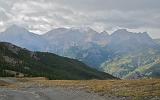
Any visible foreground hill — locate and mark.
[0,78,160,100]
[0,42,114,79]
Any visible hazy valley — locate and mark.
[0,25,160,79]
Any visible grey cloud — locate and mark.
[0,0,160,37]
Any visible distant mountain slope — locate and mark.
[0,42,115,79]
[101,30,160,78]
[0,25,47,51]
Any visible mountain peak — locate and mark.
[5,24,28,33]
[100,31,109,35]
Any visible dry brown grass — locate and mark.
[33,79,160,97]
[1,78,160,97]
[0,80,10,87]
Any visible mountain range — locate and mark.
[0,25,160,79]
[0,42,116,80]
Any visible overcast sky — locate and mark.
[0,0,160,38]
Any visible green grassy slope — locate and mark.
[0,42,115,79]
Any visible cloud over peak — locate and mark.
[0,0,160,37]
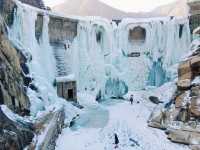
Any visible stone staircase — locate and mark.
[54,47,71,77]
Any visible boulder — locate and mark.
[190,97,200,117]
[148,105,165,129]
[149,96,163,104]
[167,124,200,145]
[190,145,200,150]
[0,107,34,150]
[175,92,187,108]
[190,86,200,97]
[177,79,191,90]
[178,60,192,81]
[190,55,200,77]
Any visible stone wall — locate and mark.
[188,1,200,33]
[33,108,65,150]
[0,107,34,150]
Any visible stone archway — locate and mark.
[128,26,146,43]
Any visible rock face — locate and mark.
[0,17,30,112]
[35,108,65,150]
[20,0,45,9]
[148,40,200,149]
[49,16,78,43]
[0,107,34,150]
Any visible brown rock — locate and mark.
[191,97,200,117]
[175,92,187,108]
[190,55,200,77]
[177,79,191,89]
[178,60,192,80]
[191,86,200,97]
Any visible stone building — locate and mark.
[56,79,77,102]
[188,0,200,33]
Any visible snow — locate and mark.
[56,85,189,150]
[3,1,190,150]
[8,1,78,123]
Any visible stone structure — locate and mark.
[57,81,77,102]
[33,108,65,150]
[49,16,78,44]
[188,0,200,32]
[148,40,200,149]
[129,26,146,42]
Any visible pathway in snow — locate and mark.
[73,105,109,129]
[56,91,189,150]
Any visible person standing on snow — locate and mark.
[130,95,133,105]
[114,133,119,148]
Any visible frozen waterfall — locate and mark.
[5,2,190,106]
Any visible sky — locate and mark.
[44,0,175,12]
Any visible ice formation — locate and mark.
[6,2,190,109]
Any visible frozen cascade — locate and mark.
[6,1,190,103]
[9,1,59,115]
[75,17,190,98]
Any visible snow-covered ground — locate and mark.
[56,84,189,150]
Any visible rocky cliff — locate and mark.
[148,40,200,149]
[20,0,45,9]
[0,15,30,112]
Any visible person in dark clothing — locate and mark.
[114,133,119,148]
[130,95,133,105]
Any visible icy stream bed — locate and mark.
[56,88,189,150]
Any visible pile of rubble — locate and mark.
[148,39,200,150]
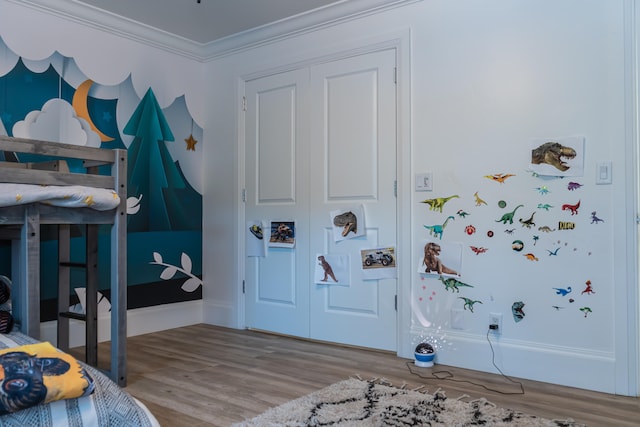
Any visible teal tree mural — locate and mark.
[0,39,202,321]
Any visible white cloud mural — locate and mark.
[13,98,100,147]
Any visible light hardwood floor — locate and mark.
[85,325,640,427]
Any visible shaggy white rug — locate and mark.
[234,379,583,427]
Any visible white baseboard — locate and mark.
[40,300,202,347]
[410,332,616,393]
[202,300,243,329]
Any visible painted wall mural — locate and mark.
[0,39,202,321]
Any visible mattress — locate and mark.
[0,332,160,427]
[0,183,120,211]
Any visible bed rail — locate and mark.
[0,136,127,386]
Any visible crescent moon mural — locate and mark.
[71,80,113,142]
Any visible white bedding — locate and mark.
[0,332,160,427]
[0,183,120,211]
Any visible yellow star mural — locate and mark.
[184,134,198,151]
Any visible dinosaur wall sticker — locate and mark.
[419,154,604,323]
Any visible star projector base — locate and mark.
[413,354,434,368]
[413,342,436,368]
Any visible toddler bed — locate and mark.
[0,332,160,427]
[0,136,127,390]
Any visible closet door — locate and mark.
[245,50,397,350]
[244,70,309,337]
[310,50,397,350]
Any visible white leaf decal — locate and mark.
[182,277,202,292]
[180,252,191,274]
[160,266,178,280]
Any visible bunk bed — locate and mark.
[0,136,154,426]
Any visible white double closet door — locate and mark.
[244,49,397,351]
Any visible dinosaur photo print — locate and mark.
[529,136,584,176]
[330,205,366,242]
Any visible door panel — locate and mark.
[245,50,396,350]
[245,70,309,337]
[310,50,396,350]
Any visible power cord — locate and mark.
[407,329,525,395]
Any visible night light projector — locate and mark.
[414,342,436,368]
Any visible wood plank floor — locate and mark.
[82,324,640,427]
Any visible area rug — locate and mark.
[234,378,583,427]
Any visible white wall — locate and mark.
[203,0,638,395]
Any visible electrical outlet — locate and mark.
[489,313,502,335]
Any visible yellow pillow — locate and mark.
[0,342,94,414]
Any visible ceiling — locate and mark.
[78,0,352,44]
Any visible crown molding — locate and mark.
[6,0,422,62]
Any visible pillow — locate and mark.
[0,342,94,414]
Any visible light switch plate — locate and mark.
[416,172,433,191]
[596,161,612,185]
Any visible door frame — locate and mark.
[235,28,413,355]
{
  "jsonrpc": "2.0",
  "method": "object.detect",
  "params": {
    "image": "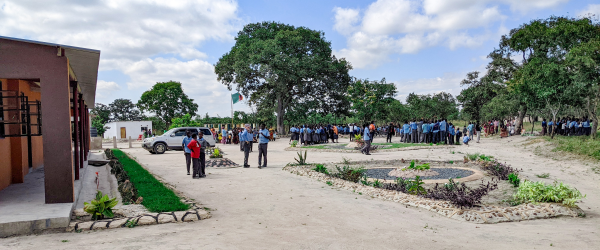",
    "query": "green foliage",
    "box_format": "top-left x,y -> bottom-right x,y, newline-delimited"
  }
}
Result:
333,166 -> 367,182
535,173 -> 550,179
169,114 -> 203,129
294,151 -> 307,165
83,190 -> 119,220
348,78 -> 396,123
112,149 -> 189,213
137,81 -> 198,127
407,175 -> 427,195
508,173 -> 521,187
402,160 -> 430,171
514,180 -> 585,207
215,22 -> 352,131
313,164 -> 329,175
373,179 -> 382,187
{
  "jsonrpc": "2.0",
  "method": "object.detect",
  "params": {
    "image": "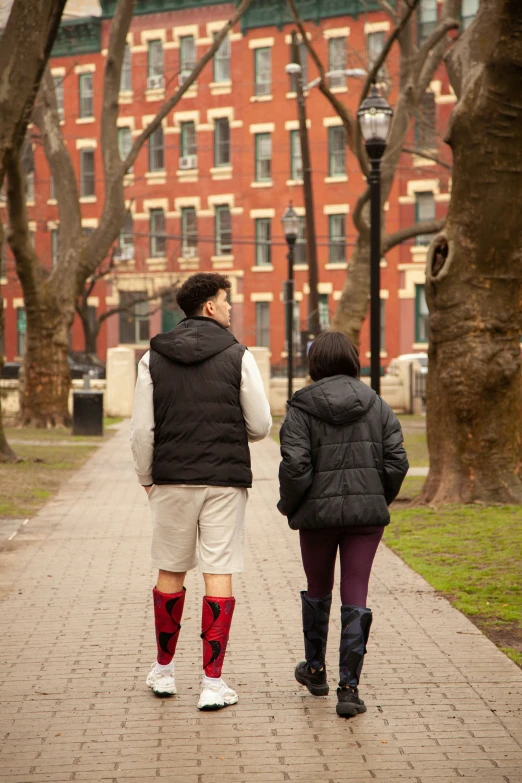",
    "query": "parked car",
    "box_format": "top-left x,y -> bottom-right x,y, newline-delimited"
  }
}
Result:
2,351 -> 105,380
386,351 -> 428,375
67,351 -> 105,380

--*--

▸ **PROBLEM DETAILS**: Rewrite the listing from its first line through the line containing "[54,47,71,77]", changing every "locate" to "find" and keeping everything else the same. Leave the pictures out.

▸ **TASK SOLUTION**:
Any visible foreground hill — find and mark.
[0,78,160,100]
[0,42,114,79]
Any visible hazy valley — find and mark.
[0,25,160,79]
Any visible grey cloud — find and mark.
[0,0,160,37]
Any visible distant mountain slope — find and mark.
[0,42,115,79]
[101,30,160,78]
[0,25,47,51]
Any visible mountain peak — find and mark.
[5,24,28,33]
[100,31,109,35]
Any visible dry brown grass — find and mark.
[33,79,160,97]
[1,78,160,97]
[0,80,10,87]
Any visible mountain range — find and mark.
[0,25,160,79]
[0,42,116,80]
Any visible overcast sky — find and mark.
[0,0,160,38]
Any visible green grassy slope — find and mark.
[0,42,115,79]
Any visible cloud over peak — find and mark.
[0,0,160,37]
Any visible stone staircase — find and mark.
[54,47,71,77]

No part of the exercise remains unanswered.